TASK
Every line of the data must be set down exactly as shown.

[Referring expression data]

--

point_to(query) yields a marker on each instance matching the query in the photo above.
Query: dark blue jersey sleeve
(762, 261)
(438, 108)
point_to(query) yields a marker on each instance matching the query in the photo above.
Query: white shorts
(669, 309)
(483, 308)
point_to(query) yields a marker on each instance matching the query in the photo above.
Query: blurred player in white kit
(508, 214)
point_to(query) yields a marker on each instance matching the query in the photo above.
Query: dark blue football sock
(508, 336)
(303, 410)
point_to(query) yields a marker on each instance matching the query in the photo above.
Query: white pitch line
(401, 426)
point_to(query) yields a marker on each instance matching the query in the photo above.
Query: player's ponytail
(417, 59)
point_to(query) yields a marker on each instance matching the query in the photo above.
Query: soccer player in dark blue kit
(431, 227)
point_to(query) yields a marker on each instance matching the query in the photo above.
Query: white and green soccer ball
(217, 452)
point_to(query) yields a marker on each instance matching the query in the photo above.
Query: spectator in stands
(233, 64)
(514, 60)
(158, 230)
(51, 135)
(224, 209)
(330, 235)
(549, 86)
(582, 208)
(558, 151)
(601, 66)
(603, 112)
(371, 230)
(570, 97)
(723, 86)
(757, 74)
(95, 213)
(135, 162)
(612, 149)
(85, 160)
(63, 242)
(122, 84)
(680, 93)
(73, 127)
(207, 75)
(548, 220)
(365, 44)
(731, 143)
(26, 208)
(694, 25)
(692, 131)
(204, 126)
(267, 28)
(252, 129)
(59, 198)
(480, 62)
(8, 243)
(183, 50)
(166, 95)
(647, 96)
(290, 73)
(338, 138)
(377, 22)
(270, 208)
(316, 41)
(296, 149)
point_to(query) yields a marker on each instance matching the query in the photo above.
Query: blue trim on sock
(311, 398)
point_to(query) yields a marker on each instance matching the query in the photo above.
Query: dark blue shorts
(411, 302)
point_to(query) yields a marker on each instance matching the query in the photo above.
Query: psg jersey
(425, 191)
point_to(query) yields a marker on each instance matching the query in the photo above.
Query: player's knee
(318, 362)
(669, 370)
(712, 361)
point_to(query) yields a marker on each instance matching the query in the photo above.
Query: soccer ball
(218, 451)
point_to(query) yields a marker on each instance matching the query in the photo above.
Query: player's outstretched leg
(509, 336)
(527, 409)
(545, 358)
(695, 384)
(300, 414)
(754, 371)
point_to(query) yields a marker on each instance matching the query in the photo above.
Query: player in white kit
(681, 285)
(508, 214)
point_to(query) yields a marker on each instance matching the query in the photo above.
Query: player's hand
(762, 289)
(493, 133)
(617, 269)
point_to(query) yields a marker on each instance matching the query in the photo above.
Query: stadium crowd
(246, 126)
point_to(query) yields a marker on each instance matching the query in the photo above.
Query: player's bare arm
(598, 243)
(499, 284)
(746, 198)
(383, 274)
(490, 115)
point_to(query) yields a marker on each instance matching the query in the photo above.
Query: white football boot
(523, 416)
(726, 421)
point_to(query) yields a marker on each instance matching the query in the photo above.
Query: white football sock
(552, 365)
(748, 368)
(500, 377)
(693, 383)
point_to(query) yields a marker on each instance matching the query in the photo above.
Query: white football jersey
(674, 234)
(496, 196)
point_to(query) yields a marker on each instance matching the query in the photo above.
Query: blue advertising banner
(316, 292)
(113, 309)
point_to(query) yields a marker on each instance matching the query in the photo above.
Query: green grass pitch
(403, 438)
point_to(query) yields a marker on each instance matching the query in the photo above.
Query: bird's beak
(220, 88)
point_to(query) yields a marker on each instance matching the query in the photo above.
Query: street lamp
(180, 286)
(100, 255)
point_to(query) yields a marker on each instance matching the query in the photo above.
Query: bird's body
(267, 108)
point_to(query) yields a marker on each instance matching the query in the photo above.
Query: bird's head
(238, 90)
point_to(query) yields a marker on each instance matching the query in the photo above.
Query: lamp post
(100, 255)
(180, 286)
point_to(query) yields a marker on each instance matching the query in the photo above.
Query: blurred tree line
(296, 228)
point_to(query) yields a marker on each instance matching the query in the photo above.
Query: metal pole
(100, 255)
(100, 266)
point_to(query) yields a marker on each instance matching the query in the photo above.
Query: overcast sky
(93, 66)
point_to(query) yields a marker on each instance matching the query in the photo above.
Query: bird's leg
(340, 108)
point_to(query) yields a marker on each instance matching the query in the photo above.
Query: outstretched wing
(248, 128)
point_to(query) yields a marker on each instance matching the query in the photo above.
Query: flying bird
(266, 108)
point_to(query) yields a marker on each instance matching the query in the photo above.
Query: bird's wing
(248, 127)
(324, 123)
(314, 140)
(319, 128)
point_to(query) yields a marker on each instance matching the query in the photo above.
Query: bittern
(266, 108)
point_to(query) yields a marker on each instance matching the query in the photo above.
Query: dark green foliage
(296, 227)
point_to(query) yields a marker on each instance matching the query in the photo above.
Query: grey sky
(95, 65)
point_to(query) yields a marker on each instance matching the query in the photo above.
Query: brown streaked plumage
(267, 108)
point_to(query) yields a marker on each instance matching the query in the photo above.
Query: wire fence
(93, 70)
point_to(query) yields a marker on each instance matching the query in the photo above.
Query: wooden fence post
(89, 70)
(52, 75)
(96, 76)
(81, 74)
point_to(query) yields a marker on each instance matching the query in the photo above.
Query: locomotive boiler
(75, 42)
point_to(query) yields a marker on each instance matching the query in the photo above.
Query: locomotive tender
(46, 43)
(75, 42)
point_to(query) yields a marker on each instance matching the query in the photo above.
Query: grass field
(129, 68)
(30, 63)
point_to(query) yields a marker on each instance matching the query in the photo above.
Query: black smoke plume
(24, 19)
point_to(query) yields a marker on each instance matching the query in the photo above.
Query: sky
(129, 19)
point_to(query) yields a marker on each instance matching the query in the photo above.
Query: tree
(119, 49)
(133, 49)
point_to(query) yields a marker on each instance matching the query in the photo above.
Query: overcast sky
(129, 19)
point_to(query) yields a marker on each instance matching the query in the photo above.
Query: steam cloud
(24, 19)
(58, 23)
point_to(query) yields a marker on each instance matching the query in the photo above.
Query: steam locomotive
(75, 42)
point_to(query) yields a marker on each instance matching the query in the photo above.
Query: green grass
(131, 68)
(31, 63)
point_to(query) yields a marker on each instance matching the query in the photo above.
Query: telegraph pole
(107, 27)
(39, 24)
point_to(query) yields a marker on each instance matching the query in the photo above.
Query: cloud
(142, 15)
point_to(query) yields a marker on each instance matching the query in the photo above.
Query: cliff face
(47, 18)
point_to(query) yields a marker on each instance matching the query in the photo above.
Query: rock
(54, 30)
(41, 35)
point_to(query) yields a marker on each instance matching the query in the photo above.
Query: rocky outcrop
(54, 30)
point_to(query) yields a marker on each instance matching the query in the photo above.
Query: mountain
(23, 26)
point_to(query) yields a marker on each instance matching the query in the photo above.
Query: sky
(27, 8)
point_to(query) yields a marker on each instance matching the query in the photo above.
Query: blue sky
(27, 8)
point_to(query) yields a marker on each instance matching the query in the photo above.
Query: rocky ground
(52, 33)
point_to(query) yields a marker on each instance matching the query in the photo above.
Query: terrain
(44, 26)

--

TASK RESULT
point_to(query) yields a marker on each instance matching the query in the photo above.
Query: dark blue jersey sleeve
(762, 261)
(438, 108)
point_to(query) yields a marker on each instance matching the query in the photo above.
Query: white shorts
(669, 309)
(483, 308)
point_to(query) yields a marker on each instance matching the query in the photo above.
Query: blurred player in white kit
(508, 214)
point_to(query) yields a marker on each instance matching the query in the photo above.
Query: dark blue football sock
(508, 336)
(303, 410)
point_to(query) yields a marker on each instance matching the query in the photo above.
Query: white pitch line
(401, 426)
point_to(query) yields a marker on each instance matching the query in the photo above.
Query: player's ponytail
(417, 59)
point_to(query) yields a marker on each instance matching the query in the photo above.
Query: soccer player in dark blue kit
(431, 227)
point_to(query) yields a marker on each instance matching the query in the photo above.
Query: white and green soccer ball
(217, 452)
point_to(query) yields a marker on each instance matching the query in the photo above.
Query: spectator in stands
(233, 64)
(514, 60)
(158, 230)
(51, 135)
(224, 209)
(330, 235)
(549, 86)
(582, 208)
(558, 151)
(601, 66)
(603, 112)
(371, 230)
(570, 97)
(723, 86)
(757, 74)
(95, 213)
(135, 162)
(612, 149)
(85, 160)
(63, 242)
(122, 84)
(680, 93)
(73, 127)
(207, 75)
(548, 220)
(365, 44)
(731, 143)
(26, 208)
(694, 25)
(692, 131)
(204, 126)
(267, 28)
(252, 129)
(59, 198)
(480, 62)
(8, 243)
(183, 50)
(166, 95)
(647, 96)
(290, 73)
(338, 138)
(377, 22)
(270, 208)
(316, 41)
(296, 149)
point_to(query) yields a marker on each instance matching the query in the photo above.
Query: blue trim on sock
(311, 398)
point_to(query) yields a marker on each instance matching the query in the photo above.
Query: dark blue shorts
(411, 302)
point_to(query) yields a marker on each instance matching the query in the photo above.
Query: psg jersey
(425, 191)
point_to(query) yields a marker on each instance matching the query in the photo above.
Query: player's knee
(318, 362)
(669, 370)
(712, 361)
point_to(query) yields a marker on each instance matching the query in the photo above.
Query: soccer ball
(218, 451)
point_to(query) yields a marker on each instance matching the query in the photo above.
Query: player's outstretched leg
(509, 336)
(527, 409)
(545, 358)
(695, 384)
(300, 414)
(754, 371)
point_to(query) yields a marker on each instance matching the query in the photo above.
Query: player in white kit
(681, 285)
(508, 214)
point_to(query) yields a marker on each instance matching the query in the photo above.
Query: player's hand
(762, 289)
(493, 133)
(617, 269)
point_to(query) yields a marker on each instance matching the query in the photo above.
Query: stadium crowd
(246, 126)
point_to(query) yields a marker on each instance matching the query in the photo above.
Query: player's bare arm
(598, 243)
(499, 284)
(746, 198)
(383, 274)
(490, 115)
point_to(query) yields a marker on each instance matching the query in the photo above.
Query: white football boot
(523, 416)
(726, 421)
point_to(query) yields a marker on each instance matching the query in the photo above.
Query: white football sock
(552, 365)
(748, 368)
(500, 377)
(693, 383)
point_to(query) yields a marker on each instance matching the query in the photo above.
Query: white football jersey
(674, 234)
(496, 196)
point_to(query) yields a marker on each instance matching the query in the photo above.
Query: blue advertising banner
(316, 292)
(113, 309)
point_to(query) yields a marker on each instance matching the query in the photo above.
Query: green grass pitch
(403, 438)
point_to(query) yields a marker on each instance matching the query in the photo above.
Query: bird's beak
(220, 88)
point_to(query) yields a marker on each instance matching the query in the photo above.
Query: street lamp
(180, 286)
(100, 255)
point_to(query) yields a marker on each instance matching the query in the photo above.
Query: bird's body
(267, 108)
point_to(query) yields a marker on each instance matching the query in the photo above.
Query: bird's head
(238, 90)
point_to(query) yields a marker on each instance matching the query in the photo above.
Query: lamp post
(100, 255)
(180, 286)
point_to(query) yields a marker on each instance matching the query in the photo above.
Query: blurred tree line
(296, 228)
point_to(query) yields a marker on each instance matching the query in the photo above.
Query: metal pole
(100, 255)
(100, 266)
point_to(query) yields a marker on each instance matching the query in the photo above.
Query: overcast sky
(93, 66)
point_to(query) yields a marker on each instance matching the query in the photo above.
Query: bird's leg
(340, 108)
point_to(query) yields a marker on each instance matching the query in the photo above.
Query: outstretched wing
(248, 128)
point_to(query) yields a marker on each instance matching the query in the photo above.
Query: flying bird
(266, 108)
point_to(query) yields a marker on each instance matching the query in the photo above.
Query: bird's wing
(248, 127)
(324, 123)
(314, 140)
(319, 128)
point_to(query) yields a marker on each instance matching the query in the photo above.
Query: bittern
(266, 108)
point_to(query) yields a marker on each instance matching the query in the photo above.
Query: dark green foliage
(296, 227)
point_to(query) yields a marker on each instance matching the query in the photo above.
Query: grey sky
(95, 65)
point_to(query) yields a marker on each instance matching the query in the photo above.
Query: brown streaked plumage
(267, 108)
point_to(query) yields a marker on each instance matching the query in the photo above.
Query: wire fence
(93, 70)
point_to(query) yields a marker on each instance matching the query in the photo above.
Query: wooden fence post
(89, 70)
(52, 75)
(96, 76)
(81, 74)
point_to(query) yields a marker on each instance matching the query in the photo above.
Query: locomotive boiler
(75, 42)
point_to(query) yields a marker on each instance matching the query in the photo above.
Query: locomotive tender
(46, 43)
(75, 42)
point_to(query) yields a marker on each instance matching the query in the photo above.
Query: grass field
(129, 68)
(30, 63)
point_to(query) yields a marker on each instance matching the query in the photo above.
Query: black smoke plume
(24, 19)
point_to(query) yields a marker on each instance matching the query in the photo above.
Query: sky
(129, 19)
point_to(query) yields a marker on each instance matching the query in the photo above.
Query: tree
(119, 49)
(133, 49)
point_to(query) yields a marker on each instance matching the query in the photo above.
Query: overcast sky
(129, 19)
point_to(query) yields a marker on each instance matching the query in the photo above.
Query: steam cloud
(24, 19)
(58, 23)
point_to(query) yields a marker on each instance matching the query in the photo above.
Query: steam locomotive
(75, 42)
point_to(query) yields a marker on each instance matching the query in the photo above.
Query: green grass
(131, 68)
(31, 63)
point_to(query) yields a marker on each instance matching the query in the photo above.
Query: telegraph pole
(107, 27)
(39, 24)
point_to(query) yields a marker on each instance matching the query in the photo above.
Query: cloud
(142, 15)
point_to(query) yields a marker on each instance matching the query in the photo above.
Query: cliff face
(47, 18)
point_to(query) yields a marker on each instance matching the query in the photo above.
Query: rock
(54, 30)
(41, 35)
point_to(query) yields a marker on each instance matching the query in the photo above.
Query: rocky outcrop
(54, 30)
point_to(query) yields a marker on each instance matching the query in the photo above.
Query: mountain
(23, 26)
point_to(query) yields a marker on each instance matching the query in the photo above.
Query: sky
(27, 8)
point_to(query) yields a marker on each instance matching the query in the photo above.
Query: blue sky
(27, 8)
point_to(query) yields a marker on each instance matching the query in the photo above.
Query: rocky ground
(52, 33)
point_to(query) yields a marker on each instance matching the query in the photo above.
Query: terrain
(44, 26)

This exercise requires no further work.